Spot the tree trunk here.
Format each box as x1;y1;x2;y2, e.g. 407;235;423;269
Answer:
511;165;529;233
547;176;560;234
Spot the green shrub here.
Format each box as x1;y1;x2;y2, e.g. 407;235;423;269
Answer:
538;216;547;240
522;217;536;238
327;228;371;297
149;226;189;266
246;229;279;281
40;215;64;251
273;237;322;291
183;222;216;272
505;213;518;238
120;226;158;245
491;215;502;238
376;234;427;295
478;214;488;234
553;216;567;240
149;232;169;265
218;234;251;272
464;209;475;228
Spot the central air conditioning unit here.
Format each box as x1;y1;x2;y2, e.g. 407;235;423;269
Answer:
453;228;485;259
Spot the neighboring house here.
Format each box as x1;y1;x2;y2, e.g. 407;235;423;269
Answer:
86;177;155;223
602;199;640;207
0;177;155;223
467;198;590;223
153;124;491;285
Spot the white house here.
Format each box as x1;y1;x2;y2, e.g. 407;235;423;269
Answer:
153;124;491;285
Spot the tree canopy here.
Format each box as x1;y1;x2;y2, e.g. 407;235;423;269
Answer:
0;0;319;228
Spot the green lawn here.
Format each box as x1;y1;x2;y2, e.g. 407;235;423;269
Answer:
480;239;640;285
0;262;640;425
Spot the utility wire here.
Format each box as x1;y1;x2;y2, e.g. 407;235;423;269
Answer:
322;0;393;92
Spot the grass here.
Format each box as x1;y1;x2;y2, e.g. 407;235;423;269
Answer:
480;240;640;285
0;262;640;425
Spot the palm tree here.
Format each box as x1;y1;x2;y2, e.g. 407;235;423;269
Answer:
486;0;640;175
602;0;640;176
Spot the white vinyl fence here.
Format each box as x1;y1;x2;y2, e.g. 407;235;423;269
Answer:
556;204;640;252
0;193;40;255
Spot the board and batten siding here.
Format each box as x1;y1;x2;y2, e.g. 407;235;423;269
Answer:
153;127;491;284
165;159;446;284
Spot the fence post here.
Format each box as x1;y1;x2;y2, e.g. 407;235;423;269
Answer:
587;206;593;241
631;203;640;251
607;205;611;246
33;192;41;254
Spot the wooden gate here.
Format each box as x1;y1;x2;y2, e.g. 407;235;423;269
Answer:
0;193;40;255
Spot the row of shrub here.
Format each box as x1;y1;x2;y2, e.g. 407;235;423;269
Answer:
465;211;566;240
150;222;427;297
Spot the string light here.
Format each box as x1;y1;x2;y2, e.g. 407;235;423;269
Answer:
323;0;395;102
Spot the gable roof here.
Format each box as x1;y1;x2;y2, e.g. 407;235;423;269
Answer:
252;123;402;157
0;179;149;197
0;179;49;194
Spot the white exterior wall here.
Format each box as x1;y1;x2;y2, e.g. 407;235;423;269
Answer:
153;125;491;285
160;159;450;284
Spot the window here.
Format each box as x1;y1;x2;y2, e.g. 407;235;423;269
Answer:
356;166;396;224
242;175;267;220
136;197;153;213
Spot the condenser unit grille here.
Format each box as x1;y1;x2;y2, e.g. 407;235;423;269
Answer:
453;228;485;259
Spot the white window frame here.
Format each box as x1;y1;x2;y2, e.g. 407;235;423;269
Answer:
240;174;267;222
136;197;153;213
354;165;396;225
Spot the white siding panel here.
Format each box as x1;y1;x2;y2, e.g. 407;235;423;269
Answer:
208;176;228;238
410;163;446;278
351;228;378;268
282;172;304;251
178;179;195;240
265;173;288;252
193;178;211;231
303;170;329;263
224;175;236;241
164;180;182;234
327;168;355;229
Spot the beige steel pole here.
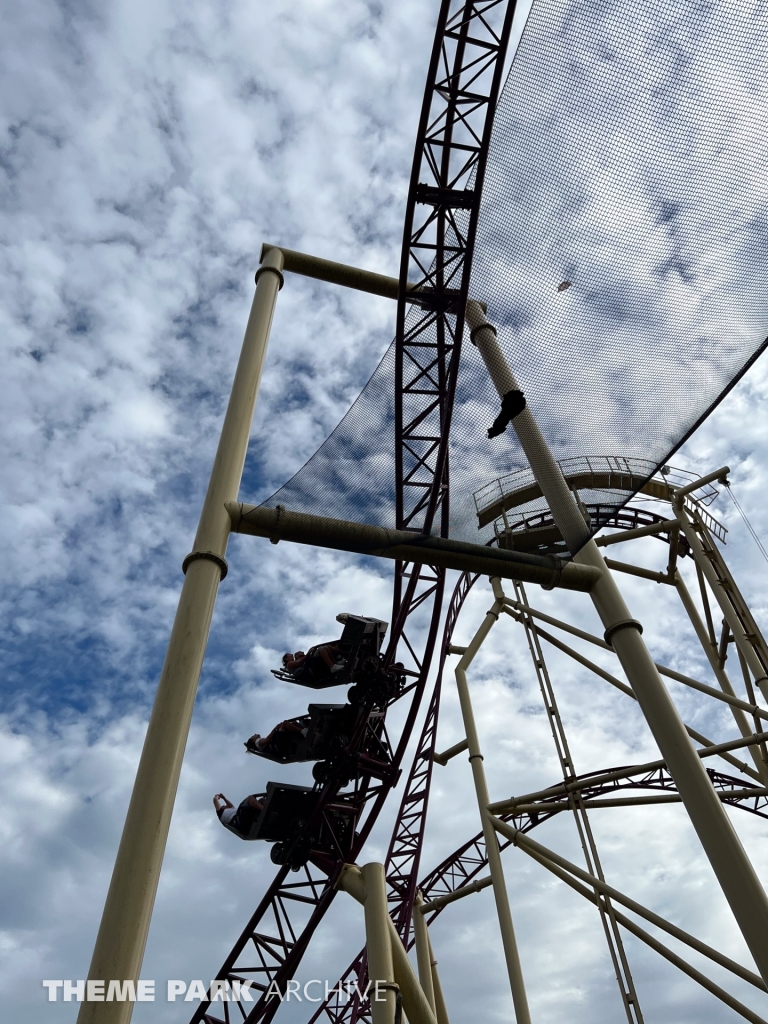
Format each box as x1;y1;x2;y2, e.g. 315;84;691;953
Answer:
467;301;768;982
456;579;530;1024
360;863;396;1024
427;929;451;1024
675;570;768;785
78;249;283;1024
413;892;437;1016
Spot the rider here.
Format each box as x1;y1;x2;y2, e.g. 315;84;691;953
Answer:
213;793;264;839
245;719;306;757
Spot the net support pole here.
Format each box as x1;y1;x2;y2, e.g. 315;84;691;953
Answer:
78;243;283;1024
456;578;530;1024
675;505;768;699
467;300;768;982
413;892;435;1014
361;863;396;1024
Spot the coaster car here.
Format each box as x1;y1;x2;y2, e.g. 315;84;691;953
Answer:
231;782;355;870
272;612;387;690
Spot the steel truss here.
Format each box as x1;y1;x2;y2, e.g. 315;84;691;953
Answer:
395;0;515;536
191;0;515;1024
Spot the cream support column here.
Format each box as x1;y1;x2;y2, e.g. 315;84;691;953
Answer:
467;301;768;982
427;929;451;1024
675;505;768;699
675;569;768;786
78;249;283;1024
456;579;530;1024
336;864;437;1024
360;863;396;1024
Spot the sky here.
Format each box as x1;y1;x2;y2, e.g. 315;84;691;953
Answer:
0;0;768;1024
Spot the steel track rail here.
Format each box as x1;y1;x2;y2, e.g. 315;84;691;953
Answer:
309;572;478;1024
◇ ◇ ◇ ◇
Copy out all of the material above word for word, leaving out the pictures.

Spot the tree trunk here.
Format each box as x1;y1;x2;y2, e.g. 407;235;423;269
Answer:
511;165;529;233
547;176;560;234
Spot the green shrub here.
Format each box as x1;y1;x2;y2, e.g. 407;235;423;269
Answer:
538;216;547;240
522;217;536;238
327;228;371;297
149;226;189;266
246;229;279;281
40;215;64;251
273;237;322;291
183;222;216;272
505;213;518;238
120;226;158;245
491;215;502;238
376;234;427;295
478;214;488;234
553;216;567;240
149;232;169;265
218;234;251;272
464;209;475;228
Spot the central air conditioning unit here.
Format each box as x1;y1;x2;y2, e.g. 407;235;423;269
Answer:
453;228;485;259
Spot the neighboring house here.
Format each box as x1;y1;x2;y2, e.g. 407;235;423;269
Answer:
86;177;155;223
602;199;640;207
0;177;155;223
467;198;590;223
153;124;491;285
Spot the white house here.
Format each box as x1;y1;x2;y2, e.g. 407;235;423;269
Answer:
153;124;491;285
Spot the tree canopy here.
Format each box as x1;y1;x2;y2, e.g. 407;235;423;269
Answer:
0;0;319;228
Spot the green lawn here.
Format each box as x1;y1;x2;y2, e.g. 407;235;423;269
Answer:
480;239;640;285
0;262;640;425
Spot the utility wire here.
Format each box as x1;y1;x2;y2, e.g. 407;235;423;269
Answer:
322;0;393;92
Spot the grass here.
Format each box as x1;y1;x2;y2, e.g. 407;235;423;269
Answer:
480;240;640;285
0;262;640;425
Spot the palm tree here.
Format each box as x1;y1;x2;y2, e.g. 407;235;423;269
Answer:
486;0;640;175
602;0;640;176
Spot the white vinyl fence here.
Format each box as x1;y1;x2;y2, e.g. 407;235;423;269
Answer:
556;204;640;252
0;193;40;255
Spot the board and batten siding here.
Format each box as x1;y1;x2;y2, e.g. 407;235;423;269
Answer:
153;127;491;284
165;159;446;284
Spot the fence post here.
Format each box as x1;y1;x2;y2, e.g. 407;235;423;269
Answer:
587;206;593;241
631;203;640;251
607;205;611;246
33;192;41;254
Spot the wooden gate here.
Format each box as x1;y1;x2;y2, e.g. 407;235;423;269
Answer:
0;193;40;255
Spot the row of shrub here.
Format each box as x1;y1;x2;y2, e.g. 407;235;423;269
Answer:
465;211;566;240
150;222;427;297
Spot the string light here.
Format each box as x1;y1;x2;y2, e.g. 407;235;423;269
Answer:
323;0;395;102
Spot the gable roof here.
Format each box as x1;y1;x2;y2, e.g. 407;235;423;269
Answer:
252;123;402;157
0;179;149;197
0;179;49;194
Spot the white exterior wall here.
Format each box as x1;y1;x2;y2, e.g. 407;235;423;269
Answer:
153;125;491;285
160;159;450;284
Spot the window here.
Format each box as x1;y1;x2;y2, e.g. 407;235;423;269
Answer:
356;166;396;224
242;175;267;220
136;197;153;213
Spot the condenser unit grille here.
Format each box as x1;y1;x2;y2, e.g. 407;235;423;269
Answer:
453;228;485;259
Spot the white window frame here.
Format each box as x1;y1;x2;y2, e.g. 407;235;423;269
Answer:
240;174;267;222
136;197;153;213
354;165;396;225
Spot the white siding panel here.
Format each box as x1;y1;x2;y2, e.g. 407;235;423;269
Answer:
208;176;228;238
410;163;446;278
351;228;378;268
282;172;304;251
178;179;195;240
265;173;288;252
193;178;211;231
303;170;329;263
224;175;236;241
164;180;182;234
327;168;355;229
Spot the beige steel pole here.
Format each box as x1;y1;x2;y2, e.g. 315;84;691;953
Answer:
467;301;768;982
456;579;530;1024
360;863;396;1024
427;929;451;1024
675;570;768;785
78;249;283;1024
413;892;437;1016
Spot the rider here.
Format each box as x1;y1;x2;y2, e.g. 315;84;691;953
Answer:
213;793;264;839
245;719;306;757
Spot the net support pole here.
Format each box as x1;y1;x2;y2, e.g. 315;84;691;953
Answer:
78;243;283;1024
456;578;530;1024
675;505;768;699
467;300;768;982
413;892;435;1014
361;863;396;1024
Spot the coaster car here.
Format each box as x1;y1;x2;y2, e.g. 315;84;691;953
Answer:
231;782;355;870
272;612;387;690
Spot the steel truss here.
Format each box as x1;y1;x2;y2, e.g. 315;84;691;953
Answer:
395;0;515;536
191;0;515;1024
Spot the cream support column here.
Format each box as x1;y1;x2;y2, e.g. 315;84;691;953
Answer:
467;301;768;982
427;929;451;1024
675;505;768;699
675;569;768;786
78;249;283;1024
456;579;530;1024
336;864;437;1024
360;863;396;1024
Spot the sky here.
Format each box as x1;y1;x2;y2, e.g. 315;84;691;953
Answer:
0;0;768;1024
Spot the steel track rail here.
Format each box as x1;y1;x2;y2, e.g. 315;84;691;953
Answer:
309;572;478;1024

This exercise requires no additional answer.